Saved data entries

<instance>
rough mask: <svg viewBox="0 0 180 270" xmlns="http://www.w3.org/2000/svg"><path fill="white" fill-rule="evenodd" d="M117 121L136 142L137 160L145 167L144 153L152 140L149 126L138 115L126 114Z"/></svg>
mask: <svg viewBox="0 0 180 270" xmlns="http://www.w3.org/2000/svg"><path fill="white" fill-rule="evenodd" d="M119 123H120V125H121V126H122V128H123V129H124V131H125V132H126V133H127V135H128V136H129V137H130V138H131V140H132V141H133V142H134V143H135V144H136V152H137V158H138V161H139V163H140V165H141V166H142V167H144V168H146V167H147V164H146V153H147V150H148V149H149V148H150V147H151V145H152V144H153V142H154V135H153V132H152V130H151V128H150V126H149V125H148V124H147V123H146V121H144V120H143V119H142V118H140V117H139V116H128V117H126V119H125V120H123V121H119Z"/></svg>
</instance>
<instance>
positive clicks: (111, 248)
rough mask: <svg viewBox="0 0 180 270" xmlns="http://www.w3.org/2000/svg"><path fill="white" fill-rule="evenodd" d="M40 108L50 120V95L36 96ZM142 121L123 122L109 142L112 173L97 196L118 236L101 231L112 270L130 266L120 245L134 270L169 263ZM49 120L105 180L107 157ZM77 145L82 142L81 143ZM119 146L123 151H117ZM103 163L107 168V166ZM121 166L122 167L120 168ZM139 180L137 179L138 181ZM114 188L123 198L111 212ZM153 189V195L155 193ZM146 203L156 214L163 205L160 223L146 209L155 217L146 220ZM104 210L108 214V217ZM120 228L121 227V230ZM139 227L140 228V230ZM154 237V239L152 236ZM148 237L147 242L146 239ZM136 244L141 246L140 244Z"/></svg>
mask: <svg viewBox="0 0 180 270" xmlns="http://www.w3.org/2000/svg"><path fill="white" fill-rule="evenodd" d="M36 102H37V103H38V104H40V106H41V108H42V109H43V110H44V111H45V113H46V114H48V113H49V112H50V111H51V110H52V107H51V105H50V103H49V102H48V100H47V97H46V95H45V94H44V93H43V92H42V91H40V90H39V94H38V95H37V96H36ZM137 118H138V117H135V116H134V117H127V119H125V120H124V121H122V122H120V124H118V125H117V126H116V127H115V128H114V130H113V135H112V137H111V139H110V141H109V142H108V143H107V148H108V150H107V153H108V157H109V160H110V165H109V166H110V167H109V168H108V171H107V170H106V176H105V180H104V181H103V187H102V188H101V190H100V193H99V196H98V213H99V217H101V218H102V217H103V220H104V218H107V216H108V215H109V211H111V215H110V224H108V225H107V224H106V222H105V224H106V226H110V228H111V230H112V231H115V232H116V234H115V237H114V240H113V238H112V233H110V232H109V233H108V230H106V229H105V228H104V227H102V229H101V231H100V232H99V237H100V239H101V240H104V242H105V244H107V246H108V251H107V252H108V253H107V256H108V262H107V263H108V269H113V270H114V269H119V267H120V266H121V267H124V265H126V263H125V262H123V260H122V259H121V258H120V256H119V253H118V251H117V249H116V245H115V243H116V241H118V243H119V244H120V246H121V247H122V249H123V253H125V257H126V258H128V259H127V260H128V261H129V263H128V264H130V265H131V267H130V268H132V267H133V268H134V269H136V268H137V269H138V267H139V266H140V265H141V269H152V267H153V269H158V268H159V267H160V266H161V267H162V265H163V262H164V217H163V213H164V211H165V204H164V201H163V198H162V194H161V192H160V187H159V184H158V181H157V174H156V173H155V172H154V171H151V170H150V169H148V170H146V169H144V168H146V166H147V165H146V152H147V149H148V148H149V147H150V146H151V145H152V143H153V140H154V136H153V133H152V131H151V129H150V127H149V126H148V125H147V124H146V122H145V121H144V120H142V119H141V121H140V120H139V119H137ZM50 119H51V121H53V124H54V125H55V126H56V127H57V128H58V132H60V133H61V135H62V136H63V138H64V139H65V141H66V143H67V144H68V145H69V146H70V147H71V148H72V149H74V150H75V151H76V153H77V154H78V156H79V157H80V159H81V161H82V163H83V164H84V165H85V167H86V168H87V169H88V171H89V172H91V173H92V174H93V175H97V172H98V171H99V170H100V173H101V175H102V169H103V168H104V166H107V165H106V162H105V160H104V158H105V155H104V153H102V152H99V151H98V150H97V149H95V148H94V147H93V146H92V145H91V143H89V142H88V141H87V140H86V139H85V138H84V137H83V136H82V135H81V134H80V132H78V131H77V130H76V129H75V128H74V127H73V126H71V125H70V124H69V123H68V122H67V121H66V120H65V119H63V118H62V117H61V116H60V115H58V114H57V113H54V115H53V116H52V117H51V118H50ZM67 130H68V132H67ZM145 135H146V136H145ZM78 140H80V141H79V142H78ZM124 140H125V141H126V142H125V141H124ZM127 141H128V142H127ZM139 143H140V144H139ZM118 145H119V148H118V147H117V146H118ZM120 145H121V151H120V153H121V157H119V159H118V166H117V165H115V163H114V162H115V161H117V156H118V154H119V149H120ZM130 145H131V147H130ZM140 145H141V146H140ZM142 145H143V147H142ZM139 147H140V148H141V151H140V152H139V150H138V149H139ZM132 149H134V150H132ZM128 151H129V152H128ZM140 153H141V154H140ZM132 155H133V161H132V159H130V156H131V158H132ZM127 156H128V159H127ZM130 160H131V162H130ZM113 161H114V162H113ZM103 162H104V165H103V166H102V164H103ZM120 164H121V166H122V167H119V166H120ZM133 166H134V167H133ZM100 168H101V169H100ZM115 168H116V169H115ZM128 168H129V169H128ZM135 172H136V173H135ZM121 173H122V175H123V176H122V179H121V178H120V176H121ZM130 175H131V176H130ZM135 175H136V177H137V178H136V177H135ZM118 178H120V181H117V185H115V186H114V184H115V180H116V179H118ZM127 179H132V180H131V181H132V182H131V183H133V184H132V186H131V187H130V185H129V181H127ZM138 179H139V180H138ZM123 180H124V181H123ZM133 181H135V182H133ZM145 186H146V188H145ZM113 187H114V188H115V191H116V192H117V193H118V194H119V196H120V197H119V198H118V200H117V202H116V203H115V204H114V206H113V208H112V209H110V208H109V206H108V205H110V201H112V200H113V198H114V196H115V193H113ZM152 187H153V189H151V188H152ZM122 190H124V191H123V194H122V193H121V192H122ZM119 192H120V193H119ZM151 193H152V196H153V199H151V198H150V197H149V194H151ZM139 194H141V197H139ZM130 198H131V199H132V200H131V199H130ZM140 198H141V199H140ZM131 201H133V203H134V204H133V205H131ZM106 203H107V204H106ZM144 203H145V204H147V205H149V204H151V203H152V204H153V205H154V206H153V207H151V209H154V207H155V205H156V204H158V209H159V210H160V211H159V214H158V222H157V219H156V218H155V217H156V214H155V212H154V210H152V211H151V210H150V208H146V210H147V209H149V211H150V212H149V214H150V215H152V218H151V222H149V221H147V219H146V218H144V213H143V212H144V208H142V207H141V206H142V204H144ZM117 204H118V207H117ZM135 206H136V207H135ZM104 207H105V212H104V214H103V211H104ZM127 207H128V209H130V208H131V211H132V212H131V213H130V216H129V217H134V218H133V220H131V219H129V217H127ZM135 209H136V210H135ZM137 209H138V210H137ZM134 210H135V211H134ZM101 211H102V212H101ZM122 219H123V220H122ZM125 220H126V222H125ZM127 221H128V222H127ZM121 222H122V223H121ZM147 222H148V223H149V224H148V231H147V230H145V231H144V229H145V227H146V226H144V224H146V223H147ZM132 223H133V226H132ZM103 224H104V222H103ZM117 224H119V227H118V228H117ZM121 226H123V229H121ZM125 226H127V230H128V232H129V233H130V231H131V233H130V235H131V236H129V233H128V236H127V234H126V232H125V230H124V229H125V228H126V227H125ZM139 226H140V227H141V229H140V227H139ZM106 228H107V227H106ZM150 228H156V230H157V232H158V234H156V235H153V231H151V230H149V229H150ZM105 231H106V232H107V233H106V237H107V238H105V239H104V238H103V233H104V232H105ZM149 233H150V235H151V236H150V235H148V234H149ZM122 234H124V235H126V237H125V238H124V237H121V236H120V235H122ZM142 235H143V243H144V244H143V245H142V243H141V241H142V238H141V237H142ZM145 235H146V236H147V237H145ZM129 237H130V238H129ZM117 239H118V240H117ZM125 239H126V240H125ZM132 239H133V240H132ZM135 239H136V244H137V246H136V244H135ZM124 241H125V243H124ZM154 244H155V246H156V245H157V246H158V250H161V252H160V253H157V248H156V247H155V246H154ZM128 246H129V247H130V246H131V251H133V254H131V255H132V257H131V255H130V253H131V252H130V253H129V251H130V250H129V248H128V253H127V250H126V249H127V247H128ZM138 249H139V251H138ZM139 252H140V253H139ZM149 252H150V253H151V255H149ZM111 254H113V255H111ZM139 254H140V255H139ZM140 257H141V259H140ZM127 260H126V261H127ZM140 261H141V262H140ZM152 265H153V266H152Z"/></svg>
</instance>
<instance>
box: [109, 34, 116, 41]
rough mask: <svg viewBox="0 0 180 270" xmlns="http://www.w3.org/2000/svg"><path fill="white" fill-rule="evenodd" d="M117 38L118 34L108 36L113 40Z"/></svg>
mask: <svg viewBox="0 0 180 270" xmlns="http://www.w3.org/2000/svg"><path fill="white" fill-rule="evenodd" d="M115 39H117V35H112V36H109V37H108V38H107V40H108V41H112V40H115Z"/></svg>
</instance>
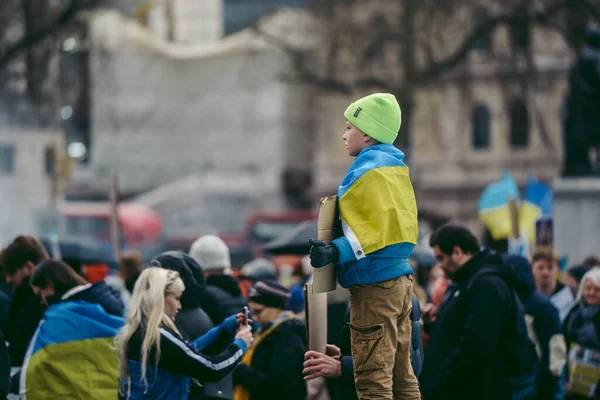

_WHAT NEEDS TO BE DONE_
Lay out the stretch from the start of the rows through the line containing "121L136 142L137 160L145" as a JSON list of strings, one string per line, leaving out blank lines.

_THE COMPLETED TASK_
[
  "<instance>",
  "rough mask: <svg viewBox=\"0 0 180 270\" xmlns=\"http://www.w3.org/2000/svg\"><path fill=\"white\" fill-rule=\"evenodd\" d=\"M117 121L136 142L137 160L145 167L144 153L152 140L149 126L138 115L126 114Z\"/></svg>"
]